Arrange every line of the material below as a JSON list of strings, one string per line, leaving out blank lines.

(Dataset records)

## Begin

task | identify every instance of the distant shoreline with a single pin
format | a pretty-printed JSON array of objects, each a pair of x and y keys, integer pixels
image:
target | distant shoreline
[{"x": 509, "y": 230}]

## End

▶ [TASK OUTPUT]
[
  "task | identify every instance of the distant shoreline with a single pin",
  "format | a pretty-printed JSON array of objects, each a pair of x and y keys, integer pixels",
  "image:",
  "target | distant shoreline",
  "[{\"x\": 509, \"y\": 230}]"
]